**PASSAGE GIVEN**
________________

Even recent struggles against authoritarian governments have been largely driven by labor organizations and worker protests. From Spain in the late Franco years, Chile under Pinochet, and Argentina under neo-Nazi generals, to the Arab Spring of 2011, workers and unions have not only, through collective action, destabilized despotic regimes but have often led the resistance that overthrew them. This isn’t surprising, since the working class is typically the group that suffers most from a lack of democracy.

In short, it is hardly an exaggeration when yet another scholarly study concludes that “the organized working class appeared as a key actor in the development of full democracy almost everywhere.”

Organized labor means solidarity

Evidently, then, unions and other labor organizations aren’t as “narrowly economic” as it might seem. They do exist to raise wages and expand benefits for their members, and to enhance job security and increase workers’ control over their work, but their functions extend further for two reasons. First, the economic well-being of workers isn’t determined only on the job or through collective bargaining; it is a profoundly political issue, intrinsically connected with government policies and the very structures of the political economy. So there are powerful incentives to get involved in politics, whether that takes the form of mass protests, creating political parties, lobbying, or whatever.

Second, unions are, in the end, little else but their members. They are themselves, or should be, democracies. What the membership desires, therefore, is (ideally) what the union pursues. The guiding principle of business is to make profit, at all costs; the guiding principle of organized labor is simply to empower people, who can themselves determine what their goals are. So if they decide that their goal is to democratize society—as they very well might and often have—then that’s what they’ll try to do.

For both reasons, most of the time and over a long period, the large-scale thrust of labor organizations is to increase democracy: political and social democracy, and ultimately, perhaps, economic democracy, in which workers oust the boss and run the workplace themselves. The sheer size of the membership and (frequently) the immense resources of organized labor mean that the efforts can have momentous effects.

In the absence of strong unions, on the other hand, “the general prey of the rich on the poor,” as Thomas Jefferson described it, can take truly savage forms and go to lycanthropic extremes. Income and wealth inequality can skyrocket; billionaires can pay trivial tax rates of 3% or 4%, far lower than the rates that most wage-earners pay; agencies like the Occupational Safety and Health Administration that exist to protect workers’ rights can be gutted and hamstrungvast networks of far-right dark money, political organizations, and media infrastructure can spring up unopposed by comparable networks on the left; reactionaries find it easier to be elected and to appoint fellow reactionaries to the judiciary, which subsequently eviscerates voting rights, opens the floodgates to corporate political spending, makes it more difficult for workers to organize, and overturns Roe v. Wade. In general, the decline of unions means relatively untrammeled rule by big business, which itself means oligarchy.

________________

**WHAT IS ASKED**
1 - According to the passage on organized labor, why is it not surprising that workers and unions have led resistance to authoritarian governments? Answer in one to three sentences.
2 - In the listing, take the part that opens with the line containing "For this challenge, identify the woman" and closes with the line containing "point(760, 597)". Write it out again with "woman" switched to "child" and nothing else changed.
The passage on organized labor and the listing are separate, unrelated material.

________________

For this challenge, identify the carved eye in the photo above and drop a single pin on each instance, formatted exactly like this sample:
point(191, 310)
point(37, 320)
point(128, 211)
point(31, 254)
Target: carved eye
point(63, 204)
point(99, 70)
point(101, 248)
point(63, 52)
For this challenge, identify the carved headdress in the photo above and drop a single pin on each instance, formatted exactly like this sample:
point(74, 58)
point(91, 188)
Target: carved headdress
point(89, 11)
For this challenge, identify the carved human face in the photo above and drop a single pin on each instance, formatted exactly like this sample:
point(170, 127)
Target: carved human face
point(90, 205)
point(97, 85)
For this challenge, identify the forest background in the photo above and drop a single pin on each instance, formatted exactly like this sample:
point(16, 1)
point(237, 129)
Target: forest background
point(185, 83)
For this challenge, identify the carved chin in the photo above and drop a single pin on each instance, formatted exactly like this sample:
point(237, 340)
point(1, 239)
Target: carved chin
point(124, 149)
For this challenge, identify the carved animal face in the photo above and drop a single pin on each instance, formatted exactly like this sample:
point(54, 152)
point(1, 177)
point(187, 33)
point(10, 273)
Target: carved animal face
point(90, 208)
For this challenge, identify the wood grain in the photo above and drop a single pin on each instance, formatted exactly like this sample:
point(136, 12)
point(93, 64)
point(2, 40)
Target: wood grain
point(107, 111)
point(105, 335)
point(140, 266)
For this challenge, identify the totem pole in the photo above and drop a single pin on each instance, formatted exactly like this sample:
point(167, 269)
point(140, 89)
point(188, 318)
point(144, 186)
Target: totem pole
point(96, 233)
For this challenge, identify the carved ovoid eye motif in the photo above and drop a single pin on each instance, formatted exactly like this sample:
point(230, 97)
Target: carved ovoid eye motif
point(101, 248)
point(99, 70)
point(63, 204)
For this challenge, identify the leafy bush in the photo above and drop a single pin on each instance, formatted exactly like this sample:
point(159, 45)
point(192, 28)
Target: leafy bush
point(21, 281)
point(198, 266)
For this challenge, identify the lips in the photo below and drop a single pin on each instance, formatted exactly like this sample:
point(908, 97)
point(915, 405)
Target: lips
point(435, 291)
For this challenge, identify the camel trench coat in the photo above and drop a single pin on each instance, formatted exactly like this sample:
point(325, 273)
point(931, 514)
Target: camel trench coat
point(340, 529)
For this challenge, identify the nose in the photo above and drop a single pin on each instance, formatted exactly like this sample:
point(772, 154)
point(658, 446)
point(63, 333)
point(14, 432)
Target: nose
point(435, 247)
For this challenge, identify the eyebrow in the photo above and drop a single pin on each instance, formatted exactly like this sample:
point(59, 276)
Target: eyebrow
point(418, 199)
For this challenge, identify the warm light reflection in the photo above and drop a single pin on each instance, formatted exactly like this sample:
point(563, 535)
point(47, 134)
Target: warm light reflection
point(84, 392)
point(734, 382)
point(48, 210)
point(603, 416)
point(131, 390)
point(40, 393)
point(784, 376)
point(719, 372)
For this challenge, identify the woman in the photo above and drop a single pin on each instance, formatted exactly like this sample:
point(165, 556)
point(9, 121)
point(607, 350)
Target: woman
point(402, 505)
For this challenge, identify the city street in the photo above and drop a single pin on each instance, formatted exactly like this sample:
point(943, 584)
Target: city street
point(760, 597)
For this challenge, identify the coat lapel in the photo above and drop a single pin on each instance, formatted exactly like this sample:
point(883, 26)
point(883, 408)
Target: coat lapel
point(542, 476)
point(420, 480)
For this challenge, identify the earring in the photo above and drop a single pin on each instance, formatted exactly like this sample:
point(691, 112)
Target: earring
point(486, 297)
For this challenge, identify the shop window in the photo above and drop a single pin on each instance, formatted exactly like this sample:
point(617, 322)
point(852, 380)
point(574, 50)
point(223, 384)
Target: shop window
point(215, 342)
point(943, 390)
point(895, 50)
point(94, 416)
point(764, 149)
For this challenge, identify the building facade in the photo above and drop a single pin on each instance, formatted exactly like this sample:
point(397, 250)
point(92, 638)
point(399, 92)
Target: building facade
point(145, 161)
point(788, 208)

________________

**WORKED SOLUTIONS**
1 - It is not surprising because the working class is typically the group that suffers most from a lack of democracy.

2 -
For this challenge, identify the child in the photo above and drop a single pin on each instance, formatted exactly like this sample:
point(165, 556)
point(9, 121)
point(607, 350)
Target: child
point(402, 505)
For this challenge, identify the city street in the photo above and drop a single pin on each instance, formatted exactly like this sample:
point(943, 584)
Target: city street
point(760, 597)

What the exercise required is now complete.